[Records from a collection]
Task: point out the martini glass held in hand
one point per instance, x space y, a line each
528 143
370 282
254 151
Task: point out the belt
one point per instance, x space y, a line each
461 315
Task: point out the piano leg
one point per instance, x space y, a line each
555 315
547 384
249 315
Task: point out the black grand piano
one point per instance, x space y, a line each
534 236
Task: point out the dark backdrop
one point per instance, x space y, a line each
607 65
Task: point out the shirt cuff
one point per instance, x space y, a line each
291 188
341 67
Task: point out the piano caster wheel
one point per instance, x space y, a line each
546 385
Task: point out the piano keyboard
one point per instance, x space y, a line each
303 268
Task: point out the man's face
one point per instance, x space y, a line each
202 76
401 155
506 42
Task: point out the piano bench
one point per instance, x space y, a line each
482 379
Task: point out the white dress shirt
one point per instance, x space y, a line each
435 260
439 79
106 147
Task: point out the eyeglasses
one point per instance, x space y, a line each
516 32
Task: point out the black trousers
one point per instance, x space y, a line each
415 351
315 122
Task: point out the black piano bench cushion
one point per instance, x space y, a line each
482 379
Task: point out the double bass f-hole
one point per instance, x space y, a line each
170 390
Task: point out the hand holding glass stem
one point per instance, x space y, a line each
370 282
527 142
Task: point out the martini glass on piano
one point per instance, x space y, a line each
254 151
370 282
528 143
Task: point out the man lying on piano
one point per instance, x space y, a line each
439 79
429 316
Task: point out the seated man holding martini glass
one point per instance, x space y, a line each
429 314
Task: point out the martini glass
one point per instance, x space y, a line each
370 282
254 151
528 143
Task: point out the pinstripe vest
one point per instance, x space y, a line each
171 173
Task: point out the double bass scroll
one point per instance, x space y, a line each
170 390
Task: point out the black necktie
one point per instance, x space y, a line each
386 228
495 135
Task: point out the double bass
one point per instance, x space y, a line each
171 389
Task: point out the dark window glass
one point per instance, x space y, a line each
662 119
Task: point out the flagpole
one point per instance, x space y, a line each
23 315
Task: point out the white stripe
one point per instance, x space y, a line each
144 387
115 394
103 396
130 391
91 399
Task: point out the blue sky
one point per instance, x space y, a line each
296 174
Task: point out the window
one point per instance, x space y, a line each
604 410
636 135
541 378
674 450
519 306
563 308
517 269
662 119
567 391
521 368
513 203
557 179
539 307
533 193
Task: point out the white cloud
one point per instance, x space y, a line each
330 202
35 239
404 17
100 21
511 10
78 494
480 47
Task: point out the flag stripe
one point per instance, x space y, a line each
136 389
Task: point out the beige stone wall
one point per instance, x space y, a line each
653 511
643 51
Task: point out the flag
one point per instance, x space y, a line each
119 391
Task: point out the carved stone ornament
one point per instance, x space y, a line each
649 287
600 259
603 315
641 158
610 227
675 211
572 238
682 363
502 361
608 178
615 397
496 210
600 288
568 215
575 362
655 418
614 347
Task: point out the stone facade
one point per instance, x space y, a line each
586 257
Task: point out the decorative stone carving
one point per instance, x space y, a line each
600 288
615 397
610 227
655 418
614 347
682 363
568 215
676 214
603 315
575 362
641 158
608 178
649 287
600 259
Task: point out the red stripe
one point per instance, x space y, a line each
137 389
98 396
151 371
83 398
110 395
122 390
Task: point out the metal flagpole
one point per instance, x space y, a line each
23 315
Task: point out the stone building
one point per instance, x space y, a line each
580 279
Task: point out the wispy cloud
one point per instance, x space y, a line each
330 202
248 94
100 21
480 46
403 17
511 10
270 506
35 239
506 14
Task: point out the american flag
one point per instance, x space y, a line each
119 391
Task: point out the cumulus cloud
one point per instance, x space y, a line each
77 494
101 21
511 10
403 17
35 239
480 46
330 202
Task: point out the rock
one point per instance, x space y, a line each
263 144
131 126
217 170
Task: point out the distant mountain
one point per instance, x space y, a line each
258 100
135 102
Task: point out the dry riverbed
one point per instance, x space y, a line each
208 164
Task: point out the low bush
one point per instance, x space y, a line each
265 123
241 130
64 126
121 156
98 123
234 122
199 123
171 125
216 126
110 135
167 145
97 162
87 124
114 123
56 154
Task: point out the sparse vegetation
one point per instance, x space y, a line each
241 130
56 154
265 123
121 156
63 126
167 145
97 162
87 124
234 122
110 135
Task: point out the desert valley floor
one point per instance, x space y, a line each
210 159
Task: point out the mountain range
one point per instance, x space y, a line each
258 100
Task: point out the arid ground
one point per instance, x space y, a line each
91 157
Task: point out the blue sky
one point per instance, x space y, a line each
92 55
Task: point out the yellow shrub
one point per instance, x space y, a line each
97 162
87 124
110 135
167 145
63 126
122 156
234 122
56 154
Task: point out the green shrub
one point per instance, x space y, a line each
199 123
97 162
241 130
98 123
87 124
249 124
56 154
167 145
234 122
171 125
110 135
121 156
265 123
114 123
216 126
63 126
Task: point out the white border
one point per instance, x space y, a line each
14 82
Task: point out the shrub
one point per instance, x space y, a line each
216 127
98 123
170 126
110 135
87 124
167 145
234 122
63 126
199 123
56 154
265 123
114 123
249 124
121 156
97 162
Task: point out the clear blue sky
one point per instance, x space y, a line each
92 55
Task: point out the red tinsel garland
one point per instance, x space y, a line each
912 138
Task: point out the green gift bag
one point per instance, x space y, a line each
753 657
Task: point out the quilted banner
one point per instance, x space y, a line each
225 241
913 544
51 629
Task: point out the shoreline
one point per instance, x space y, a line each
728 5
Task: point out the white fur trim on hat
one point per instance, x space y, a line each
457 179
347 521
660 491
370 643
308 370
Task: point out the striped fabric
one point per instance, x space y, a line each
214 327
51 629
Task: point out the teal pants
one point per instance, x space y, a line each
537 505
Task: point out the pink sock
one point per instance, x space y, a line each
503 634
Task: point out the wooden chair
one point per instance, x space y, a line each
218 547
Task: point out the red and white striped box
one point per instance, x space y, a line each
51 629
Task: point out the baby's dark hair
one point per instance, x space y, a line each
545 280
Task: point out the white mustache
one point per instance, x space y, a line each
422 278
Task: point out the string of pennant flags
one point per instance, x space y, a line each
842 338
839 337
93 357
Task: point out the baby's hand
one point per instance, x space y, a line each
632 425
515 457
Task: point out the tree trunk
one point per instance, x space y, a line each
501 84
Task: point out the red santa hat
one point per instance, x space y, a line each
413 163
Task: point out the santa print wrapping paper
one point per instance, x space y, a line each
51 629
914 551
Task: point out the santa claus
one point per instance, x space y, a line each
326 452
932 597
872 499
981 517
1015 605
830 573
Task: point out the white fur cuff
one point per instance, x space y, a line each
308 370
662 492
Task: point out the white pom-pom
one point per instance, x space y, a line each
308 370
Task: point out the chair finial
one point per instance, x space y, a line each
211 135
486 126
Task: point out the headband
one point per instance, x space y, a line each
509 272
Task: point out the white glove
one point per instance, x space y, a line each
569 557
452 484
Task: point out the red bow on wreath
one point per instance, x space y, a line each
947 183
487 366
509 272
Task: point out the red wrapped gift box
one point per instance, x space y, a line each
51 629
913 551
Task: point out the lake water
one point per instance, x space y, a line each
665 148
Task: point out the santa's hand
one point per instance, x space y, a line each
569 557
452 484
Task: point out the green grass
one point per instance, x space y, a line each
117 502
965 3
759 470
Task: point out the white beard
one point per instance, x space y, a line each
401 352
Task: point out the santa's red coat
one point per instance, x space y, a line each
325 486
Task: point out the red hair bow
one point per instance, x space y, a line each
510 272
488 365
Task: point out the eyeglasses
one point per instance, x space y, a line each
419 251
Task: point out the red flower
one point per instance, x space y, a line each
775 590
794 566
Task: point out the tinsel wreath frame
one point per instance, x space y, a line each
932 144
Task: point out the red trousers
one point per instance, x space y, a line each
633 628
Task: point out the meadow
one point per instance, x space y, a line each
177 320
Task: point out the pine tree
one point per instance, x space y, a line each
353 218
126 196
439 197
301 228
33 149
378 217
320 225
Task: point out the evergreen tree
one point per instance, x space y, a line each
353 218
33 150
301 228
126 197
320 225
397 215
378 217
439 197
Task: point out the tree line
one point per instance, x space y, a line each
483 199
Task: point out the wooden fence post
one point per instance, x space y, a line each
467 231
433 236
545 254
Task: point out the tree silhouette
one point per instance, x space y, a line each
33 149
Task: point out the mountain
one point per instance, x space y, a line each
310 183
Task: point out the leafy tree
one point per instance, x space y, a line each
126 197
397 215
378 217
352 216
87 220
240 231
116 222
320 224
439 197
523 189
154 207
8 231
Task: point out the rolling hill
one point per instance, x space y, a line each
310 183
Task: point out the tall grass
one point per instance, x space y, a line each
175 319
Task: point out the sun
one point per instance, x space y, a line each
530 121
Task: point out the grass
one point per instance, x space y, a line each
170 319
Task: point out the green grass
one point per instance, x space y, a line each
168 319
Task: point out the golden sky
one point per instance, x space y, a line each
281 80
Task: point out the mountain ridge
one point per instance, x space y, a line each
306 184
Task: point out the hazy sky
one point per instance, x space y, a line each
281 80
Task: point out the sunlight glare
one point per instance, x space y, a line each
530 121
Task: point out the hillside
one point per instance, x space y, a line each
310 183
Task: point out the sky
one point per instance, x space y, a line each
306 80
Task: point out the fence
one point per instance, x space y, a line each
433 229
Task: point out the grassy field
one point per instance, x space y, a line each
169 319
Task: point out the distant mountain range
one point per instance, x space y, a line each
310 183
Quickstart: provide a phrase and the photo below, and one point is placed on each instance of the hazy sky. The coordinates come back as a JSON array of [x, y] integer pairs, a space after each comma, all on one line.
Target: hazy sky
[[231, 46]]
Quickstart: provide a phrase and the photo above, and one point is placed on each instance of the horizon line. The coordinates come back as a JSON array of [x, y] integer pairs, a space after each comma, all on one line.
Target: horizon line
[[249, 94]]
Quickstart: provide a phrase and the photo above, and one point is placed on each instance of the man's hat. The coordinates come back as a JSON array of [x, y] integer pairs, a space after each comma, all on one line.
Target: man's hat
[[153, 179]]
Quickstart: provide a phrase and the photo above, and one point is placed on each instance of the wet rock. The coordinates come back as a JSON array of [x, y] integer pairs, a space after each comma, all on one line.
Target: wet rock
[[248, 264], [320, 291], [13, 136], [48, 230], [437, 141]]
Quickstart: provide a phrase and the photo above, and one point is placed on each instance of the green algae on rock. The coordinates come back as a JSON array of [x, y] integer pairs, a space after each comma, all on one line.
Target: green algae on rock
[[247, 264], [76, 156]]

WORK REQUIRED:
Your task is to restate, word for word, only those lines above that fall between the line holding "Task: point out the low bush" and the line holding "Task: point out the quilted banner", inclusive.

WRITTEN RESPONSE:
Task: point out the low bush
one point per instance, x space y, a line each
265 123
241 130
64 126
121 156
98 123
234 122
199 123
171 125
216 126
110 135
167 145
97 162
87 124
114 123
56 154
Task: point out the sparse vegetation
one point per instance, x space y, a line each
241 130
56 154
265 123
121 156
63 126
167 145
97 162
87 124
234 122
110 135
Task: point out the desert valley floor
one point per instance, x space y, a line each
210 159
Task: point out the mountain range
one point per instance, x space y, a line each
258 100
Task: point out the arid ground
one point per instance, x space y, a line each
91 157
Task: point out the blue sky
one point per instance, x space y, a line each
92 55
Task: point out the yellow shrub
one point per instance, x space y, a line each
97 162
87 124
110 135
167 145
63 126
122 156
234 122
56 154
Task: point out the green shrub
one point per instance, x space y, a line each
199 123
97 162
241 130
98 123
87 124
249 124
56 154
167 145
234 122
171 125
110 135
121 156
265 123
114 123
216 126
63 126
Task: point out the white border
one point per instance, x space y, a line each
14 82
Task: point out the shrub
one point per instance, x space y, a line each
216 127
98 123
170 126
110 135
87 124
167 145
234 122
63 126
199 123
56 154
265 123
114 123
249 124
121 156
97 162
Task: point out the clear blue sky
one point per instance, x space y, a line each
92 55
Task: point out the red tinsel garland
one point per instance, x space y, a line each
912 138
Task: point out the green gift bag
one point per instance, x space y, a line each
753 657
Task: point out the quilted banner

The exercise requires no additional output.